> [Exercise requirements] Which lines of the data include the string "kindly"? List them all.

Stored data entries
____
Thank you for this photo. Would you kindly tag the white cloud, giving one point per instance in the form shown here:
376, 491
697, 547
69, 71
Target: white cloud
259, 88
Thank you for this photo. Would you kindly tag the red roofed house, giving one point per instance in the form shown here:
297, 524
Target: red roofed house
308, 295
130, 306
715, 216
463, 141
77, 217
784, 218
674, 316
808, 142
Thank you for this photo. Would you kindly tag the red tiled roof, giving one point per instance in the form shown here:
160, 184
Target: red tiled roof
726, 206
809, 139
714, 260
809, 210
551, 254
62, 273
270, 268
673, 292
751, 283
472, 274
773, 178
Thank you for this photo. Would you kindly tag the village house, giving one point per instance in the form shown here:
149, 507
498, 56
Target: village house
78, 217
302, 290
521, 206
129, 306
____
> [Result of this exercise]
Thank you for this photo. Would you kindly tag the white cloud, giving one point per instance in the form shown here:
Thank you for this photo. Would you kindly tag the red roofed house, giving one point per instance in the form shown here:
Thank you for this photo. Would you kindly tag the red tiled roof, giving one point per instance in the form shown here:
Thank you for this photo. Would you kindly tag the village house, giving one point per instance in the form shown here:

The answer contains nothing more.